* What needs to be done: Copy out the lines from the one containing "crowd and returns integer pixel boxes." through the one containing "[0,0,90,168]", both included.

[Excerpts of labeled region data]

● ● ● ●

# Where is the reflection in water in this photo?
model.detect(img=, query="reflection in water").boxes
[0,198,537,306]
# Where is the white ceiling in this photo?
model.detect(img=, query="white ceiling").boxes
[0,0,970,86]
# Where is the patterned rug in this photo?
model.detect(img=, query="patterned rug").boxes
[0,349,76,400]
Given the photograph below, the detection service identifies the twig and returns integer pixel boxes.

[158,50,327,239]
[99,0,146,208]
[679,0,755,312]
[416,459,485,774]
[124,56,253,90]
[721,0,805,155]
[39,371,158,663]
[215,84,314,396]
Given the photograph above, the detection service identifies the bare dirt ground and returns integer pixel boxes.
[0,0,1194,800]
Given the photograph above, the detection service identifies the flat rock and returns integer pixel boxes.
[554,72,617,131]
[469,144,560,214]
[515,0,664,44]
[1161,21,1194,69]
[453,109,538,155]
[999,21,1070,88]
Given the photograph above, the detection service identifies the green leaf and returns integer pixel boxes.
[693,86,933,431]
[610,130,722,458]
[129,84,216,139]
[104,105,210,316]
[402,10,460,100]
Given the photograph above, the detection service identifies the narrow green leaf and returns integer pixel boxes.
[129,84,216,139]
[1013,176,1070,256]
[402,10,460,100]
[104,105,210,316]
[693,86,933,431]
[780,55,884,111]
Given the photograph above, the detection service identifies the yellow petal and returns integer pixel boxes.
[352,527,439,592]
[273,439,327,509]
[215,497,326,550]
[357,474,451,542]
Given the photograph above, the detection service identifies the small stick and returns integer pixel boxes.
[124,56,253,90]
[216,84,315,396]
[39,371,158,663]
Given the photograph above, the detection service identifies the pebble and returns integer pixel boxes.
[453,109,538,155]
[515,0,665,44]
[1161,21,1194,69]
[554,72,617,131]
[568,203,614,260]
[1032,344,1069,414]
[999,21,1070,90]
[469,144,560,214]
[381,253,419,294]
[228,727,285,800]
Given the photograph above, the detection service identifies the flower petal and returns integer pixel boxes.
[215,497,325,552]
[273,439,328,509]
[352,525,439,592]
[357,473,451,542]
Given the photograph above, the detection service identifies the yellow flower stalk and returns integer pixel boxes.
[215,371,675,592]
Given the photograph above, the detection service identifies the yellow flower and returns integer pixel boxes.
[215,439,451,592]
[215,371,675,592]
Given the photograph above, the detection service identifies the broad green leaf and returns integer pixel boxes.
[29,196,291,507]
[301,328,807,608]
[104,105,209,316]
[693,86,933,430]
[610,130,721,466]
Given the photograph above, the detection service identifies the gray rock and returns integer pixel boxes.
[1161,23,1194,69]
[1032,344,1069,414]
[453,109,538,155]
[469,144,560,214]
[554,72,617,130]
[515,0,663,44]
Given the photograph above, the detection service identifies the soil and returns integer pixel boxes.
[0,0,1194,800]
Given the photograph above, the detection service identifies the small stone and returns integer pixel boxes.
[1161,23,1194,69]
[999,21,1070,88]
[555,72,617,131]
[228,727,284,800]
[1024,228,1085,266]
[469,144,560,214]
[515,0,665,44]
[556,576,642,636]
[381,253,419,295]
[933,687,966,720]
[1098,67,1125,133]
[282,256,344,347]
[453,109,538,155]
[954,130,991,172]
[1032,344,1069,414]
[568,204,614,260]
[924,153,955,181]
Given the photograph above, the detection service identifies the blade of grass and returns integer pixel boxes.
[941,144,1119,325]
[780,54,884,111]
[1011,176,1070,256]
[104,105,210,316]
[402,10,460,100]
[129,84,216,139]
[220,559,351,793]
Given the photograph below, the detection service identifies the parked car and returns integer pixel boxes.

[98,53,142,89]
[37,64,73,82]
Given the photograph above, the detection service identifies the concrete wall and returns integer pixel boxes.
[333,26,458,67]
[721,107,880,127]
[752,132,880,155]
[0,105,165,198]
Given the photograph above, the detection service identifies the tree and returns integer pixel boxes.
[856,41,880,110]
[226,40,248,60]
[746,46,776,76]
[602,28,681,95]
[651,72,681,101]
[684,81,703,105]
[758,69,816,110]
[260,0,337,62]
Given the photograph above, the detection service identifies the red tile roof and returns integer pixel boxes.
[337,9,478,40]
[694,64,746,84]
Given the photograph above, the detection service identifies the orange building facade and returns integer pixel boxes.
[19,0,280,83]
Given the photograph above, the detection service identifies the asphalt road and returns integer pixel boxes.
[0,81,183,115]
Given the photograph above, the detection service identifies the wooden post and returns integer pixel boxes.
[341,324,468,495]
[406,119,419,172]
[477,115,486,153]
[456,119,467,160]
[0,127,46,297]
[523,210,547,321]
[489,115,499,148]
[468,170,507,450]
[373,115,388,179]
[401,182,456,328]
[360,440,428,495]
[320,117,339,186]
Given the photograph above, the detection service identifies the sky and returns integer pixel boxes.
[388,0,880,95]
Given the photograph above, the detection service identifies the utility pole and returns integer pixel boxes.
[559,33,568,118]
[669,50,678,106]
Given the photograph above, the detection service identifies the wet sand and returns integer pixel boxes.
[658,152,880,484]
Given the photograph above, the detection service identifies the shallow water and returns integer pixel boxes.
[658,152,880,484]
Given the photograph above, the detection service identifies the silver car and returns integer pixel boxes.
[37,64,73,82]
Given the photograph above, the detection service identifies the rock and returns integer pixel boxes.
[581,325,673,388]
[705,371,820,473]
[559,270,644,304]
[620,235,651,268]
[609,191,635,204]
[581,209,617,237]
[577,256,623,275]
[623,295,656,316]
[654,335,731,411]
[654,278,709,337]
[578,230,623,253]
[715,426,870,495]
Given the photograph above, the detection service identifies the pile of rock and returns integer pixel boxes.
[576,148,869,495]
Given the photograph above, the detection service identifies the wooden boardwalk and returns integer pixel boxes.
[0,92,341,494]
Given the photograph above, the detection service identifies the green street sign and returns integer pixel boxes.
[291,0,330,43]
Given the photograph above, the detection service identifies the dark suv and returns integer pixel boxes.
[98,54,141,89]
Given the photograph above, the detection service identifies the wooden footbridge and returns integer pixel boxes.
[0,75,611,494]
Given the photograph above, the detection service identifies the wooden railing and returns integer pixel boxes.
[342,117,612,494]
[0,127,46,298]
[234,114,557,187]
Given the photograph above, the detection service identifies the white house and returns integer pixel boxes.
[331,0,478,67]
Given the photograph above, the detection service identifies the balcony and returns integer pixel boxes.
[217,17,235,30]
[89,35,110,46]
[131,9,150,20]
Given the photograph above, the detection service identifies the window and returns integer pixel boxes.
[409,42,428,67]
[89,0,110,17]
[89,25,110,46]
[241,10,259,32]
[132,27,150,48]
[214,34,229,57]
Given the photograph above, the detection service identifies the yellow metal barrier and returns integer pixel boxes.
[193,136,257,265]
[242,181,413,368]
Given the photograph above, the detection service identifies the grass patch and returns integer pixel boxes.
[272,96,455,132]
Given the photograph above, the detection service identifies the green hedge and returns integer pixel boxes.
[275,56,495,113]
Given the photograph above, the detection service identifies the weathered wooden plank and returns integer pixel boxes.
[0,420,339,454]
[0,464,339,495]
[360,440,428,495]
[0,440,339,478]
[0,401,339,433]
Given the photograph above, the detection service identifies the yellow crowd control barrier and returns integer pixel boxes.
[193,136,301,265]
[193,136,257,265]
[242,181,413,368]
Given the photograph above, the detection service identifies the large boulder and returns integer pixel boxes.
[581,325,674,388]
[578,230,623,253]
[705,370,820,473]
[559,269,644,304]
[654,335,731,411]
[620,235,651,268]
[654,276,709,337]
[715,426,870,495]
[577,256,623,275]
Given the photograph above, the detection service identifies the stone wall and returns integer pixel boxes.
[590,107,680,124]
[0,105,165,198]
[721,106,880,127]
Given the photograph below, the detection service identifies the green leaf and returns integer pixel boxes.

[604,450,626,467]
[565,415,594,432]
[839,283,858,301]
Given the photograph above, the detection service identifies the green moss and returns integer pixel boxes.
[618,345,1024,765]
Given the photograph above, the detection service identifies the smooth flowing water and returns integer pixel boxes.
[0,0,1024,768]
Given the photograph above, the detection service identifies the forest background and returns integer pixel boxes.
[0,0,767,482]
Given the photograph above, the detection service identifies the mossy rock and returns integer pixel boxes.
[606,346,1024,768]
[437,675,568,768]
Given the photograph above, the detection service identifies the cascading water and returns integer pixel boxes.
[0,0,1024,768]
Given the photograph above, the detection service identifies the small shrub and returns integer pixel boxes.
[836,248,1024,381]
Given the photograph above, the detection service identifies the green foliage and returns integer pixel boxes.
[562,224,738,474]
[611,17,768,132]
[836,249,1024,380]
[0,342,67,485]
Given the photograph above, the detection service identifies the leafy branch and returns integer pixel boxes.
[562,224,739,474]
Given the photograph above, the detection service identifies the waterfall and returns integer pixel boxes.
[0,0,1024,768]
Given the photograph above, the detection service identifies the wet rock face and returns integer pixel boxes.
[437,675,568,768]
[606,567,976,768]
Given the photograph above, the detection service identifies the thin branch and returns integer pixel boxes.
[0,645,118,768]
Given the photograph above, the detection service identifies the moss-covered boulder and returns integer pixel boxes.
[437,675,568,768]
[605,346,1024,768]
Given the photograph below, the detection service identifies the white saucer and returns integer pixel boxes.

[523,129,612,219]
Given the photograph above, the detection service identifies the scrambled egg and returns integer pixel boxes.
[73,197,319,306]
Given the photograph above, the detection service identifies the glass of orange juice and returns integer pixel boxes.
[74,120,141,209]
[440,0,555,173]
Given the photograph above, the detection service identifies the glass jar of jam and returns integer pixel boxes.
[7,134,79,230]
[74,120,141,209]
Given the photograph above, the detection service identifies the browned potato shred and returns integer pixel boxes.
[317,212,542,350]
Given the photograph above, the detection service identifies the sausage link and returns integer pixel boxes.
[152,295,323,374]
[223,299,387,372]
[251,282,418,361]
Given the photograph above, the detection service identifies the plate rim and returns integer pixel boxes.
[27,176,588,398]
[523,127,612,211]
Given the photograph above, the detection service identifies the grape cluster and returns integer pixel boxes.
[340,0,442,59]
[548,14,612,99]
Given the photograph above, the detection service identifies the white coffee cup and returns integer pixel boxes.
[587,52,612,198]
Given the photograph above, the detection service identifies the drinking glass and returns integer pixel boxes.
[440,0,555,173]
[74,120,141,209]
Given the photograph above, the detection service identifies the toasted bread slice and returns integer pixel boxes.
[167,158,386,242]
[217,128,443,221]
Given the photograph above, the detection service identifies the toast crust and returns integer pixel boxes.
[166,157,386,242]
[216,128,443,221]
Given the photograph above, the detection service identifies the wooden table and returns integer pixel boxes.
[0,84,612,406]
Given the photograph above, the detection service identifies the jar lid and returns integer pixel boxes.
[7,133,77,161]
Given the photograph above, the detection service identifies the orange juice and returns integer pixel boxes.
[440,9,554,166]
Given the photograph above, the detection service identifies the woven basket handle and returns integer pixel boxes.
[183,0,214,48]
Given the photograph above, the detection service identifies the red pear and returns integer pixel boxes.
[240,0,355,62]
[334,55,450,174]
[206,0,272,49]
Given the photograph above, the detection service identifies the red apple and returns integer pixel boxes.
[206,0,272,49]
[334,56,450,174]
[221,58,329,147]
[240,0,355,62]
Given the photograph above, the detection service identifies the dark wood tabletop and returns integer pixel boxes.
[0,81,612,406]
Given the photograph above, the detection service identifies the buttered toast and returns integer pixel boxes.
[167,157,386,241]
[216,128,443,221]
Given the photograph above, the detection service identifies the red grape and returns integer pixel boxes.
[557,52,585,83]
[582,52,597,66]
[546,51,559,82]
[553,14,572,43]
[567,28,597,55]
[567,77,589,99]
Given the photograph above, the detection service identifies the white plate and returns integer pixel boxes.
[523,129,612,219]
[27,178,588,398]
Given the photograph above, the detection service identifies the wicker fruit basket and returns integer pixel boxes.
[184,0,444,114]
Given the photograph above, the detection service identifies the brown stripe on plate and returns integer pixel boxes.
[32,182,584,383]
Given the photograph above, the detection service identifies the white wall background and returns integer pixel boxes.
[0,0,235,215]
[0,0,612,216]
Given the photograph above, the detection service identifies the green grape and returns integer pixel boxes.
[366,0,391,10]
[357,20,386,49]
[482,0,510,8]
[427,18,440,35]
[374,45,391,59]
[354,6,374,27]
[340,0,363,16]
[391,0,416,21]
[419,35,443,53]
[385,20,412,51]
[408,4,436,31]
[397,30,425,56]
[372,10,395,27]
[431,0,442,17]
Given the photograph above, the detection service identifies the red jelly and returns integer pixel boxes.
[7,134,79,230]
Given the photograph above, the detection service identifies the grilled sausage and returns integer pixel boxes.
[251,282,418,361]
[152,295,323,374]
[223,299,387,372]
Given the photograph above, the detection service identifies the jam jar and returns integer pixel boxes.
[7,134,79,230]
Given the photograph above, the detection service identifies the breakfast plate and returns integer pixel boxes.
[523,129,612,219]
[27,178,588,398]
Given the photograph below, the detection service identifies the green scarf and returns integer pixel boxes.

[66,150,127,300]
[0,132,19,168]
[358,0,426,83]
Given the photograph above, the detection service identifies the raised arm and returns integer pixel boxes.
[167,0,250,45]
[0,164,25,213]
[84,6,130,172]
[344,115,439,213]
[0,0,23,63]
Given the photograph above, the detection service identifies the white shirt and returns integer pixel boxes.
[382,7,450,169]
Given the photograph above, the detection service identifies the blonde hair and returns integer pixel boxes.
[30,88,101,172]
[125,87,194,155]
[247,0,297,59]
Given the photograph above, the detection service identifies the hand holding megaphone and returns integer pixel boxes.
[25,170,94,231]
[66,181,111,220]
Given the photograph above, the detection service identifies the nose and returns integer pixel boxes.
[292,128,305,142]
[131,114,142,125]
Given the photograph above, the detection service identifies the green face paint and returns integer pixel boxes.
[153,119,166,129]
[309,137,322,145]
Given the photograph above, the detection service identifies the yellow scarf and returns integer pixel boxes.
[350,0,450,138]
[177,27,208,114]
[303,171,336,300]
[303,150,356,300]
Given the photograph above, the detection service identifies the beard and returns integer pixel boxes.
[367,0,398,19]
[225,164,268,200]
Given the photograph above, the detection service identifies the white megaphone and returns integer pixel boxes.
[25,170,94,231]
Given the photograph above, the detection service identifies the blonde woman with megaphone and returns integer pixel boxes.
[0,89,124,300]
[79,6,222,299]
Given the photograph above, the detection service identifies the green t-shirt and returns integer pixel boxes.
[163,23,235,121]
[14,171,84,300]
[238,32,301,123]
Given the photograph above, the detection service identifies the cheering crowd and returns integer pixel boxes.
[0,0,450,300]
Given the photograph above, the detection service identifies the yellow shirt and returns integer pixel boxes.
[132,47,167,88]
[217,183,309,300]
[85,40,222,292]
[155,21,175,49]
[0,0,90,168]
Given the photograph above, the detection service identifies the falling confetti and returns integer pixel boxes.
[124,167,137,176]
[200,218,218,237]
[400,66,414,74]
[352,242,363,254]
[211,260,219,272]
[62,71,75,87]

● ● ● ●

* Task response:
Given the photograph above, the detection service identifies the cheering crowd and returns integer pixel boxes.
[0,0,450,300]
Given the photograph above, the detection service identifies the yellow shirt and returns integer pixel boxes.
[132,47,167,88]
[217,183,309,300]
[85,40,222,292]
[155,21,175,49]
[0,0,90,168]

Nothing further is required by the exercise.